(WHAT YOU NEED TO DO): Give again, word for word, every line below from the one that has "the fish body" through the one that has "point(7, 252)", both included, and no others.

[Records from a data collection]
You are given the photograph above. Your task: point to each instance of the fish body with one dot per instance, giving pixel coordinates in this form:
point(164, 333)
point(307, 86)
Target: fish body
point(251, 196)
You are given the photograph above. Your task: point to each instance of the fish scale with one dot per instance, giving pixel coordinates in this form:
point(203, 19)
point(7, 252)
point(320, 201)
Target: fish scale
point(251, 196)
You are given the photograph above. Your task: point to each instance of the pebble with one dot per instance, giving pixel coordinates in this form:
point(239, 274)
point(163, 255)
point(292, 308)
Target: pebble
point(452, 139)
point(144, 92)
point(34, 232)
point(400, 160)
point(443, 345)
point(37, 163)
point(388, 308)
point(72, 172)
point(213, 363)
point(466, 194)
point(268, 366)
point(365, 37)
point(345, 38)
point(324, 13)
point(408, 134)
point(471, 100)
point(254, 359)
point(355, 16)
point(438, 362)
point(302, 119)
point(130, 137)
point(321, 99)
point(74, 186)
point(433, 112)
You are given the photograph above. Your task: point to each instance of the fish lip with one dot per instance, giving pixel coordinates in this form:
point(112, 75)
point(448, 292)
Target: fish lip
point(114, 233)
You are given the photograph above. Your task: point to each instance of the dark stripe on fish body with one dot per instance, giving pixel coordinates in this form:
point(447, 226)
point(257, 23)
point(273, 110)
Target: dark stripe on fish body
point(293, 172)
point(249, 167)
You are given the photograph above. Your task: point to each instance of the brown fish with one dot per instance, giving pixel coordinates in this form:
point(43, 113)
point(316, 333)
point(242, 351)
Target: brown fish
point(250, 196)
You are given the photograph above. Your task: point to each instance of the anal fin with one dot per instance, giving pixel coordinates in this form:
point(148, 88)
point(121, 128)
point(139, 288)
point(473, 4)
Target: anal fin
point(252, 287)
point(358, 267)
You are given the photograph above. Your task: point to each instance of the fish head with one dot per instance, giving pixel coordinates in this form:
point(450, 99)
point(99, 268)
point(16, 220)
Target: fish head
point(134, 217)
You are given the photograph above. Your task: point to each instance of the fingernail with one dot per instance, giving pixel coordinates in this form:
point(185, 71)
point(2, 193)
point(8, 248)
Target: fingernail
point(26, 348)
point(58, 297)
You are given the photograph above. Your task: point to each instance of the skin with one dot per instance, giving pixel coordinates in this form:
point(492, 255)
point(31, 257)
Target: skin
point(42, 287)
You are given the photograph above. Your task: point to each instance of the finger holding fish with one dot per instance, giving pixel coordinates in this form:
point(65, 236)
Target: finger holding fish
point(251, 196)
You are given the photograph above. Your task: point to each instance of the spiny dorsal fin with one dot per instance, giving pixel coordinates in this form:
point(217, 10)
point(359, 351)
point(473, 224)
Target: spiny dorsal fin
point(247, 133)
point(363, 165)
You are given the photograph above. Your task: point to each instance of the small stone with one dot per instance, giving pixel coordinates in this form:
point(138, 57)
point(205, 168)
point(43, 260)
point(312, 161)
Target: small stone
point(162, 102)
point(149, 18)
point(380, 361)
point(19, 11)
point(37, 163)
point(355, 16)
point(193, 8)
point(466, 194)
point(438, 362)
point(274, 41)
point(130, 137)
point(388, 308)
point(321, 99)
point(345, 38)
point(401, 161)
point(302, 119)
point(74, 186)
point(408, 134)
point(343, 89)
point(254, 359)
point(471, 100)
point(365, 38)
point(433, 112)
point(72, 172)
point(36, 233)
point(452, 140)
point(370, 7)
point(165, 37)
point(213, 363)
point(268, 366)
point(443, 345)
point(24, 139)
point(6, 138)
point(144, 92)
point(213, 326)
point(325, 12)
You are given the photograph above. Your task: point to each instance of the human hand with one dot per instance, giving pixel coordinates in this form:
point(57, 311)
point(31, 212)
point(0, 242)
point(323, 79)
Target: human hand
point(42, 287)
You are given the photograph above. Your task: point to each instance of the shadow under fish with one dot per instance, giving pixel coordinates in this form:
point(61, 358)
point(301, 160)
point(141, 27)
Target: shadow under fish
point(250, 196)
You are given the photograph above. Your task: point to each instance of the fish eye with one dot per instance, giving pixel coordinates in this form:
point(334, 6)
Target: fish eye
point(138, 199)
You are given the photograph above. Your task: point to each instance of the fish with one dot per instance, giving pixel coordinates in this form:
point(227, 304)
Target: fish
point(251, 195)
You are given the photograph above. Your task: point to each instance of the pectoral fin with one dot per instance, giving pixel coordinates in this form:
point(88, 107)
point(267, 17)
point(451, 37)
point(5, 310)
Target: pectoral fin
...
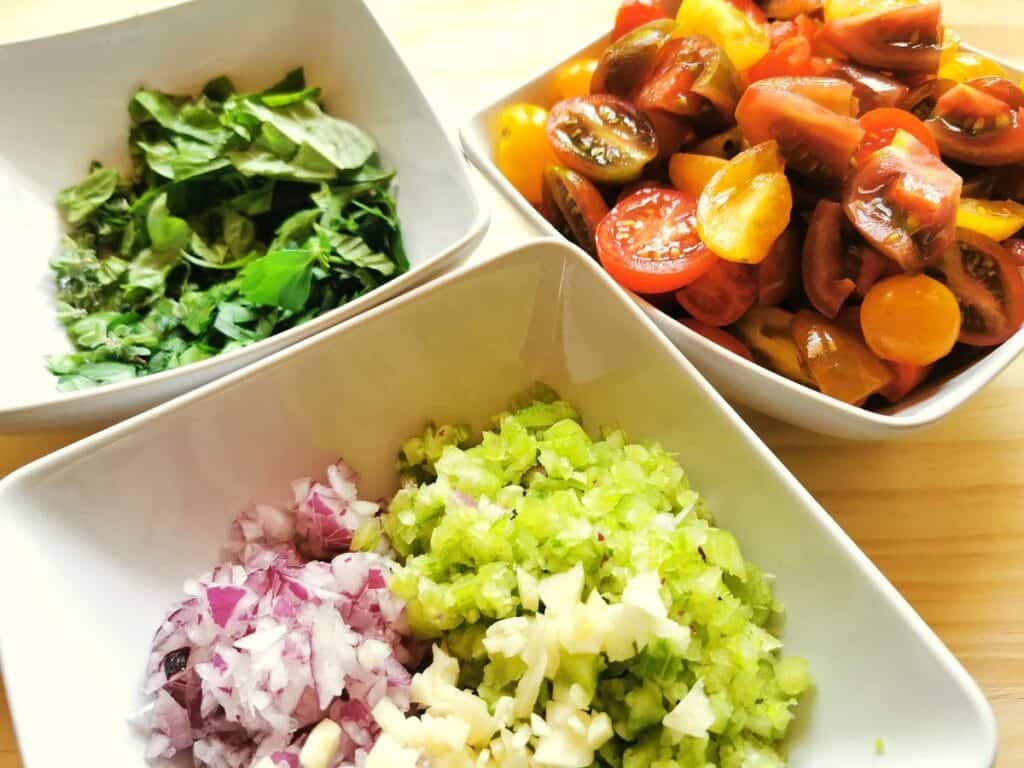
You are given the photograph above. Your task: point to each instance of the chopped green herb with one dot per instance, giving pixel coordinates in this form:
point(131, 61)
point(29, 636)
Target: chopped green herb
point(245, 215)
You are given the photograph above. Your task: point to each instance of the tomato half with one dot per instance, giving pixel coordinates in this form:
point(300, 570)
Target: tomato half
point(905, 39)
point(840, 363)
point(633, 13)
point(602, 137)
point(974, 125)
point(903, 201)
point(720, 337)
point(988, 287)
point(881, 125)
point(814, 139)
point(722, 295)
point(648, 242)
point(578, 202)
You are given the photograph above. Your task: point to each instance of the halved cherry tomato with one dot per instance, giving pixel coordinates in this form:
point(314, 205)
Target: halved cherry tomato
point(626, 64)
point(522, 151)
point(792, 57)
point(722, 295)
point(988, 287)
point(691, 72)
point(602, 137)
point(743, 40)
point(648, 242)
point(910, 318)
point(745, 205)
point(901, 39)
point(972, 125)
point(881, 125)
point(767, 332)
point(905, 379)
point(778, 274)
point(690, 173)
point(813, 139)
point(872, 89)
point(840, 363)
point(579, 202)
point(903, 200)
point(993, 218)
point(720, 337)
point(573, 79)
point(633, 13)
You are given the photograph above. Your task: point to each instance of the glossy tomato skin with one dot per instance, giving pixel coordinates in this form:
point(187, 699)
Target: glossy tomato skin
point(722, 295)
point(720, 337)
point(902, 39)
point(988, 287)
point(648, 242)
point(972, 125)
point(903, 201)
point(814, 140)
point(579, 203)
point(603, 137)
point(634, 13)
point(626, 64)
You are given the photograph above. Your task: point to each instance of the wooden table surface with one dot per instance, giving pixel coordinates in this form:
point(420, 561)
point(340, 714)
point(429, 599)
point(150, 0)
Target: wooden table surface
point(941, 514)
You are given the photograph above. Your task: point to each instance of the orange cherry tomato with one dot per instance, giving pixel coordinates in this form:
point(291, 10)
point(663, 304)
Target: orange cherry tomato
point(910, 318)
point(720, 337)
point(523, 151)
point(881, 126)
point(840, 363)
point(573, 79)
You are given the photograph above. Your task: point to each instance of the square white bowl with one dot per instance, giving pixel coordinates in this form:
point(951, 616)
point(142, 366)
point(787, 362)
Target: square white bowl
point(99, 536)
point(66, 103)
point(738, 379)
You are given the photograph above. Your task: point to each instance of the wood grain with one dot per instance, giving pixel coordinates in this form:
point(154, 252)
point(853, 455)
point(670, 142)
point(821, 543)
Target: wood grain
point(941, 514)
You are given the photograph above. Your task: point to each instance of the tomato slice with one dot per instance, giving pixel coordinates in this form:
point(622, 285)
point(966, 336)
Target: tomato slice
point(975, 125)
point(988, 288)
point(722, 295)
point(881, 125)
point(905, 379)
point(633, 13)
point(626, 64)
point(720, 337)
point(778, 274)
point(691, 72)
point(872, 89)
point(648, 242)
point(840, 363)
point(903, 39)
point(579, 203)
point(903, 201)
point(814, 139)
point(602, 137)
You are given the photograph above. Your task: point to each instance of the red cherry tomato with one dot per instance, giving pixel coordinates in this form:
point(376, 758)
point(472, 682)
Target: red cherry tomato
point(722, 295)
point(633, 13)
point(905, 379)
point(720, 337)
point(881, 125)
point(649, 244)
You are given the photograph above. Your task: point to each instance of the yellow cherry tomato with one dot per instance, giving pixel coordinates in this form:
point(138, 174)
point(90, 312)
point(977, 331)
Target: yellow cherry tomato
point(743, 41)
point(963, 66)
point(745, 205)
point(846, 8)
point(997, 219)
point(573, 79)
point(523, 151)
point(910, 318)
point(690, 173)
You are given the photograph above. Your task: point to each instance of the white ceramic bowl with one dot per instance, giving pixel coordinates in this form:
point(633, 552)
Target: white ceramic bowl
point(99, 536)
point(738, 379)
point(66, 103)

(EXERCISE OUTPUT):
You are given the photograph above. Your task: point to each instance of the fish body with one dot per instance, giving pixel coordinates in this form:
point(164, 333)
point(307, 86)
Target: fish body
point(251, 196)
You are given the photograph above. Your task: point to each instance of the fish scale with one dot per instance, giving pixel coordinates in this form:
point(203, 19)
point(7, 252)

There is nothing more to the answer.